CONSIGNE ÉCRITE A.
Relevez chaque ligne du listing qui contient la chaîne « officer ». La casse doit être respectée.
======== PASSAGE CHOISI ========
Le président Macron et son gouvernement persistent à faire valoir la transition écologique pour poursuivre l’augmentation des taxes sur le carburant, alors qu’ils épargnent de ces taxes les gros pollueurs que sont les transports aériens et maritimes. Ils tentent de calmer la grogne par la menace, la répression, et des manœuvres dilatoires, dont une série de propositions démagogiques chiffrées à 500 millions d’euros, financées par la suppression de 800 millions d’euros de crédit d’impôt énergétique pour l’isolation des portes et fenêtres. Cette politique hypocrite de la carotte et du bâton, loin d’apaiser la colère des Français contribue à l’amplifier. Le mépris et le cynisme du chef de l’État et de ses godillots sont à l’image de ce PDG de Renault, Carlos Ghosn, grand patron de l’industrie rémunéré à hauteur de 13 millions d’euros en 2017, symbole de la mondialisation et de la macronie, aujourd’hui arrêté au Japon pour fraude fiscale.
Si cette révolte a émergé de la fracture des territoires, elle a un dénominateur commun avec les luttes sociales qui ont jaloné le premier semestre de l’année 2018, la politique antisociale menée par Macron depuis son arrivée au pouvoir. Son émergence hors des structures syndicales et politiques traditionnelles, sa nature, son organisation et son mode d’expression, interrogent sur la confiance qu’accorde aujourd’hui une majorité de Français aux syndicats et aux partis politiques. La défiance affichée sur les lieux de blocage envers ces appareils, mérite que l’on tente d’expliquer son origine.
========
CONSIGNE ÉCRITE B.
Reproduisez à l'identique le passage sur la révolte contre la politique de Macron, de « Si cette révolte » à « d’expliquer son origine. ».
======== DONNÉES À UTILISER ========
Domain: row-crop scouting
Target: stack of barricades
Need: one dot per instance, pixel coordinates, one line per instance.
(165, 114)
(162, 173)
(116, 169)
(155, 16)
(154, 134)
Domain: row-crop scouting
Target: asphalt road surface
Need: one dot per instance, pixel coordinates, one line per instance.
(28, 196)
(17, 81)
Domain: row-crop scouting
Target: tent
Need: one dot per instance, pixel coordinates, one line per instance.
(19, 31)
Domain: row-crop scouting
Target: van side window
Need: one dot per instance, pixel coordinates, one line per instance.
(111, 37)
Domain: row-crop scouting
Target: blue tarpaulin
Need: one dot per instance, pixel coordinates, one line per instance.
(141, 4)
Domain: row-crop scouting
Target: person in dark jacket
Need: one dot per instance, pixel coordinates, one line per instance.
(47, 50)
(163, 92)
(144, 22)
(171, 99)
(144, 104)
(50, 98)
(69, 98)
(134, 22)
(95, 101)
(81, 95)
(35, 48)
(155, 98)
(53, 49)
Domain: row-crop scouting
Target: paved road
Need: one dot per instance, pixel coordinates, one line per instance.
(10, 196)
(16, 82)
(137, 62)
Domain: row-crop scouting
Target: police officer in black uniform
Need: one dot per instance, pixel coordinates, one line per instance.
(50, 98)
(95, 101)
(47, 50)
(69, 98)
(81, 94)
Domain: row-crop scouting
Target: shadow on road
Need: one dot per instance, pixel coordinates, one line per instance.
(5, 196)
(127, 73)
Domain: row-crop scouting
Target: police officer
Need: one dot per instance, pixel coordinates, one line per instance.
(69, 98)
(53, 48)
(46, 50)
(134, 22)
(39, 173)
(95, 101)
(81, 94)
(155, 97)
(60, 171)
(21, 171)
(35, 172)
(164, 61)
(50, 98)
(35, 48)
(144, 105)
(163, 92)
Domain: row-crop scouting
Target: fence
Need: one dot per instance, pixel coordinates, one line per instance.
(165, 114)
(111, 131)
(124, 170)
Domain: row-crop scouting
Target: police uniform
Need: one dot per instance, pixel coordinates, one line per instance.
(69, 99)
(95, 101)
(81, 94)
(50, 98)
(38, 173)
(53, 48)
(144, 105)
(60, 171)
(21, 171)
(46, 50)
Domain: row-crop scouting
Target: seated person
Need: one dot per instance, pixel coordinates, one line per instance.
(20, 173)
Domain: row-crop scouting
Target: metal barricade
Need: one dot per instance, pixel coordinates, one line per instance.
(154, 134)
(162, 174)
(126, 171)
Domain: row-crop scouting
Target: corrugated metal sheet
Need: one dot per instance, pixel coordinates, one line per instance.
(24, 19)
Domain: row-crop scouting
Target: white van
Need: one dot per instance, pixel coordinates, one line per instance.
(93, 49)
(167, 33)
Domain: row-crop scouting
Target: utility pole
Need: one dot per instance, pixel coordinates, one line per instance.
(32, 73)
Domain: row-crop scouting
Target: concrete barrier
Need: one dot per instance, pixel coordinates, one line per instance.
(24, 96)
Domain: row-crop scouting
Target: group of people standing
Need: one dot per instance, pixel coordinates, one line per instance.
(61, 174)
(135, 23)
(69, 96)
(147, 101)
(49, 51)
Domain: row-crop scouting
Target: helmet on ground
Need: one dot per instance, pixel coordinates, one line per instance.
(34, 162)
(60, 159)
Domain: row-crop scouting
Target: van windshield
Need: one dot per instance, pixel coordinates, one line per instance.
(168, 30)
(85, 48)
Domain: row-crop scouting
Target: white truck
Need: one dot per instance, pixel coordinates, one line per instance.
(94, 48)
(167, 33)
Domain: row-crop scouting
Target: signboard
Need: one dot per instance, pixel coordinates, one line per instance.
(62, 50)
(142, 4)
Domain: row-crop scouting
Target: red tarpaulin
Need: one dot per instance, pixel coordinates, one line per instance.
========
RÉSULTAT A.
Target: police officer in black uniform
Target: police officer

RÉSULTAT B.
Si cette révolte a émergé de la fracture des territoires, elle a un dénominateur commun avec les luttes sociales qui ont jaloné le premier semestre de l’année 2018, la politique antisociale menée par Macron depuis son arrivée au pouvoir. Son émergence hors des structures syndicales et politiques traditionnelles, sa nature, son organisation et son mode d’expression, interrogent sur la confiance qu’accorde aujourd’hui une majorité de Français aux syndicats et aux partis politiques. La défiance affichée sur les lieux de blocage envers ces appareils, mérite que l’on tente d’expliquer son origine.